**What to do**
Copy out every line exactly, passing over the pictures.

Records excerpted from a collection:
:::
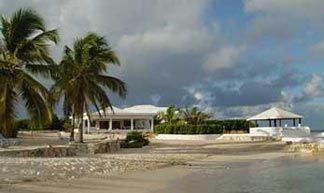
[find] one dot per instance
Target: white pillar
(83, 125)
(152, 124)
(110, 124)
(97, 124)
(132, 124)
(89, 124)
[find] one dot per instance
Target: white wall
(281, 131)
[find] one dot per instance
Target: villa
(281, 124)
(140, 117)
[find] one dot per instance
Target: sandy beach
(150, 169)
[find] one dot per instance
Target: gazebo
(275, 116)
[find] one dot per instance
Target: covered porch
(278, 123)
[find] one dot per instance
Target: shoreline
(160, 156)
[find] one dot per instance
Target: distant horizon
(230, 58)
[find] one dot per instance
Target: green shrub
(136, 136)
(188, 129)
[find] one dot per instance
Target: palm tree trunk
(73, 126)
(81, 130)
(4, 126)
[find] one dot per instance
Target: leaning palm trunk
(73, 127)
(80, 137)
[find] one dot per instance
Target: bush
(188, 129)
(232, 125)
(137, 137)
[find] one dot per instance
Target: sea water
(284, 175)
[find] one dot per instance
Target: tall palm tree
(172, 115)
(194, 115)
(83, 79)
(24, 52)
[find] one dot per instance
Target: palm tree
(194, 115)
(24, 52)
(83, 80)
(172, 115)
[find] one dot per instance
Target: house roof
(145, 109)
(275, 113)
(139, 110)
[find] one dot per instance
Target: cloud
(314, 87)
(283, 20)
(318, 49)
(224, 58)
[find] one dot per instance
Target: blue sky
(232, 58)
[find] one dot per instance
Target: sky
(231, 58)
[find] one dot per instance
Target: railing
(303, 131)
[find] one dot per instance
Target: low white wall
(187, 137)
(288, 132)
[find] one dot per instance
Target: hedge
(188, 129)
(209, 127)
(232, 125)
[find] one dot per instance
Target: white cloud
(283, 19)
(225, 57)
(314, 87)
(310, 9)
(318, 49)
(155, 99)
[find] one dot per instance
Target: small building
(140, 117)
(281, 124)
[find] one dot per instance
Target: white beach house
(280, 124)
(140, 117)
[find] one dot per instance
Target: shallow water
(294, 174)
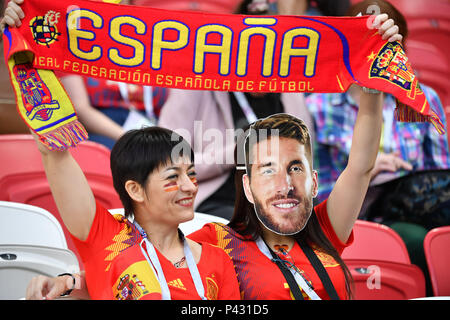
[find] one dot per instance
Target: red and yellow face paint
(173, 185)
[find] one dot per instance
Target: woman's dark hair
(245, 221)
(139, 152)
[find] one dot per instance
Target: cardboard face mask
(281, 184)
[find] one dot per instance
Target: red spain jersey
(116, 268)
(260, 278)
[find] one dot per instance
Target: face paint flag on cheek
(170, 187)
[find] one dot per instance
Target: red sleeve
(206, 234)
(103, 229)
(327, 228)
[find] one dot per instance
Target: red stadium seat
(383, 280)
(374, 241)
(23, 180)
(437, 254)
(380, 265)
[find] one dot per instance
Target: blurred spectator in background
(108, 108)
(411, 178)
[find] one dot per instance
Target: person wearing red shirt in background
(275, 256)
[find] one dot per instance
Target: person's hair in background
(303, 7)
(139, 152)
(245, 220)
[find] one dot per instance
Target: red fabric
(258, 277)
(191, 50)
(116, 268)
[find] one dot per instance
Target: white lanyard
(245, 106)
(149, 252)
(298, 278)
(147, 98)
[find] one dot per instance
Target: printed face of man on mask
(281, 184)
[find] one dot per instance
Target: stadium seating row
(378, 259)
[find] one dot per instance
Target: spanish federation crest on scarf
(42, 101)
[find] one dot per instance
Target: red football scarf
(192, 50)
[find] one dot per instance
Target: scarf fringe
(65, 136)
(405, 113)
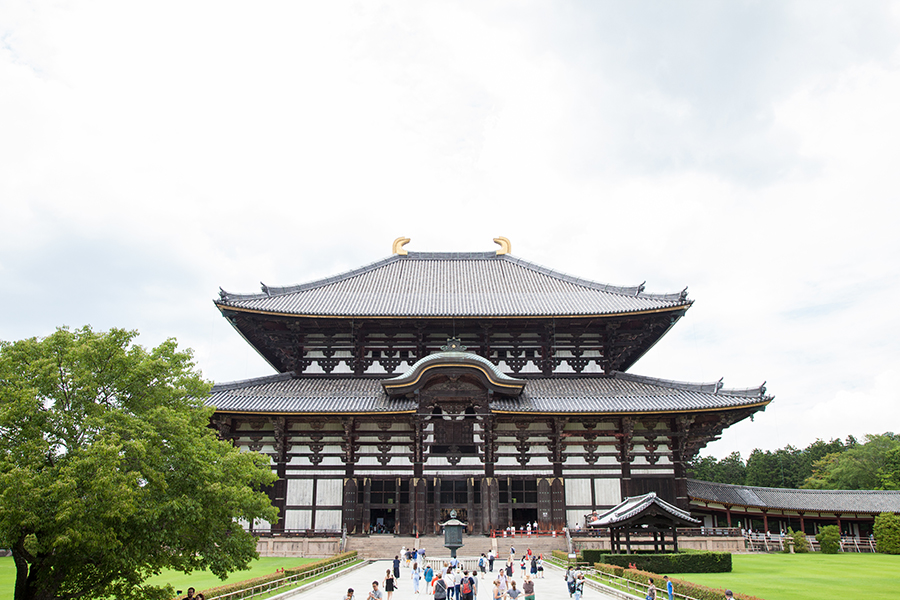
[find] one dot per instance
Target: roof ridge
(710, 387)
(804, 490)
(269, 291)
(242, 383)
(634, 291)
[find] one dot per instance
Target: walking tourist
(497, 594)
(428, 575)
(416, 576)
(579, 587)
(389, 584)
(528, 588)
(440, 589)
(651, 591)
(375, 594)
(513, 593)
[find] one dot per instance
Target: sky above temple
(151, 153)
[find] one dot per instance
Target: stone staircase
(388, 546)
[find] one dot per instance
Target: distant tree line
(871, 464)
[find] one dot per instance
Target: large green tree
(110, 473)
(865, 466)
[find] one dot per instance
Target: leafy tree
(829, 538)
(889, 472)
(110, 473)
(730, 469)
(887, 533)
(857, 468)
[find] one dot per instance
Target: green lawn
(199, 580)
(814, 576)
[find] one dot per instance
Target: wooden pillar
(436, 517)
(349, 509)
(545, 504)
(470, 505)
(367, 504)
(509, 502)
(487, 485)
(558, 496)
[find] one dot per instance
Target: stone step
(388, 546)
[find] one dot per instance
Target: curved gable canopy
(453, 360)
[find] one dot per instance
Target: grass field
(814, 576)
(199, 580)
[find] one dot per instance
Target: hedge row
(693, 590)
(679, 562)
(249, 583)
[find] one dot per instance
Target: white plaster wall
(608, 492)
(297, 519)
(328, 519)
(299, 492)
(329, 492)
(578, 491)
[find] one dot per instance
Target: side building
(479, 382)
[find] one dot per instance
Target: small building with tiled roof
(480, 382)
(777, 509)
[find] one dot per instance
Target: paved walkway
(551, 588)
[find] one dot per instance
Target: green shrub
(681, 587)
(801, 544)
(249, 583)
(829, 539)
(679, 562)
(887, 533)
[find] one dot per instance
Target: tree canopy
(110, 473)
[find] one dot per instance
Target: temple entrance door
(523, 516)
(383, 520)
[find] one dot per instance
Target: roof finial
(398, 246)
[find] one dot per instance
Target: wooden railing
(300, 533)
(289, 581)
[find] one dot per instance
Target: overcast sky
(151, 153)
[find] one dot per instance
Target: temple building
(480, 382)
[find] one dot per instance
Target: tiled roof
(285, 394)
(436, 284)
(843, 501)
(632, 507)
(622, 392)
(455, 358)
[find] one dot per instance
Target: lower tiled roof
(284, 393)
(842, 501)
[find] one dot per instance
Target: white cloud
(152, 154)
:::
**Written solution**
[find] one dot per instance
Target: white pillar
(83, 125)
(152, 124)
(110, 124)
(97, 124)
(132, 124)
(89, 124)
[find] one dot per instance
Target: white wall
(281, 131)
[find] one dot per instance
Target: villa
(281, 124)
(140, 117)
[find] one dot per instance
Target: sandy beach
(150, 169)
[find] one dot per instance
Target: gazebo
(275, 116)
[find] one dot per instance
Target: covered porch
(278, 123)
[find] one dot per instance
Target: shoreline
(160, 156)
[find] one dot per instance
Target: distant horizon
(230, 58)
[find] one dot per instance
Target: green shrub
(136, 136)
(188, 129)
[find] one dot per instance
Target: palm tree trunk
(73, 126)
(81, 130)
(4, 126)
[find] one dot per instance
Target: leaning palm trunk
(73, 127)
(80, 137)
[find] one dot per instance
Target: bush
(188, 129)
(232, 125)
(137, 137)
[find] one dot per instance
Target: sea water
(284, 175)
[find] one dot per instance
Target: tall palm tree
(172, 115)
(194, 115)
(83, 79)
(24, 52)
[find] one dot per instance
Target: palm tree
(194, 115)
(24, 52)
(83, 80)
(172, 115)
[find] one dot per instance
Target: house roof
(145, 109)
(275, 113)
(139, 110)
[find] one dot per instance
Target: cloud
(314, 87)
(283, 20)
(318, 49)
(224, 58)
[find] one dot per instance
Target: blue sky
(232, 58)
[find] one dot per instance
Target: sky
(231, 58)
[find] one dot per instance
Target: railing
(303, 131)
[find] one dot per instance
Target: low white wall
(187, 137)
(288, 132)
[find] one dot per instance
Target: hedge
(188, 129)
(209, 127)
(232, 125)
[find] one dot per instance
Target: white cloud
(283, 19)
(225, 57)
(314, 87)
(310, 9)
(318, 49)
(155, 99)
[find] one dot per instance
Target: small building
(140, 117)
(281, 124)
[find] one dot per instance
Target: white beach house
(280, 124)
(140, 117)
[find] one dot per instance
Target: shallow water
(294, 174)
[find] one dot per instance
Target: red and yellow face paint
(173, 185)
[find] one dot per instance
Target: woman's dark hair
(245, 221)
(139, 152)
[find] one dot per instance
Target: cardboard face mask
(281, 184)
[find] one dot per instance
Target: red spain jersey
(116, 268)
(260, 278)
[find] one dot per instance
Target: face paint flag on cheek
(170, 187)
[find] one dot per instance
Target: red sleeve
(206, 234)
(103, 229)
(327, 228)
[find] one dot per instance
Target: red stadium seat
(383, 280)
(374, 241)
(23, 180)
(437, 254)
(380, 265)
[find] one dot per instance
Target: blurred spectator in background
(108, 108)
(411, 178)
[find] one dot per instance
Target: person wearing red shirt in background
(275, 256)
[find] one dot per instance
Target: person's hair in background
(303, 7)
(139, 152)
(245, 220)
[find] one dot per instance
Target: red fabric
(258, 277)
(191, 50)
(116, 268)
[find] one dot per instance
Target: white lanyard
(245, 106)
(149, 252)
(298, 278)
(147, 98)
[find] one dot per instance
Target: printed face of man on mask
(281, 184)
[find] one dot per instance
Target: stadium seating row
(378, 259)
[find] one dot per instance
Target: spanish federation crest on scarf
(42, 101)
[find] one dot per instance
Target: red football scarf
(192, 50)
[find] one dot per instance
Target: scarf fringe
(65, 136)
(405, 113)
[find] one dot per instance
Target: roof ridge
(710, 387)
(804, 490)
(269, 291)
(242, 383)
(634, 291)
[find] one dot per instance
Target: walking tourist
(497, 594)
(428, 575)
(416, 576)
(579, 587)
(389, 584)
(528, 588)
(440, 589)
(651, 591)
(375, 594)
(513, 593)
[find] one dot per instance
Target: sky above temple
(151, 153)
[find] one dot per instance
Target: stone staircase
(388, 546)
[find] one dot per instance
Target: distant tree line
(871, 464)
[find] one dot per instance
Target: large green tree
(110, 473)
(865, 466)
[find] one dot per instance
Target: leafy tree
(829, 538)
(889, 472)
(110, 473)
(730, 469)
(887, 533)
(857, 468)
[find] one dot per instance
Target: green lawn
(199, 580)
(814, 576)
[find] one dot per instance
Target: wooden pillar
(436, 517)
(349, 509)
(545, 504)
(470, 505)
(367, 504)
(509, 502)
(487, 485)
(558, 496)
[find] one dot per instance
Target: stone step
(388, 546)
[find] one dot per instance
Target: curved gable canopy
(453, 360)
[find] one dot per instance
Target: grass field
(814, 576)
(199, 580)
[find] one dot per instance
Target: hedge row
(693, 590)
(679, 562)
(249, 583)
[find] one dot per instance
Target: white plaster wall
(608, 492)
(297, 519)
(328, 519)
(299, 492)
(329, 492)
(578, 491)
[find] one dot per instance
Target: side building
(479, 382)
[find] one dot per instance
Target: small building with tiled roof
(480, 382)
(777, 509)
[find] one dot per instance
Target: paved walkway
(551, 588)
[find] one dot per instance
Target: green shrub
(681, 587)
(801, 544)
(249, 583)
(829, 539)
(679, 562)
(887, 533)
[find] one dot per instance
Target: tree canopy
(110, 473)
[find] one dot per instance
Target: temple entrance door
(523, 516)
(383, 520)
[find] one dot per instance
Target: roof finial
(398, 246)
[find] one dot per instance
Target: wooden railing
(300, 533)
(289, 581)
[find] one dot per instance
Target: overcast sky
(151, 153)
[find] one dot per instance
Target: temple building
(480, 382)
[find] one dot per instance
Target: tiled roof
(285, 394)
(436, 284)
(843, 501)
(632, 507)
(622, 392)
(455, 358)
[find] one dot per instance
Target: lower tiled roof
(284, 393)
(842, 501)
[find] one dot per instance
Target: white cloud
(152, 154)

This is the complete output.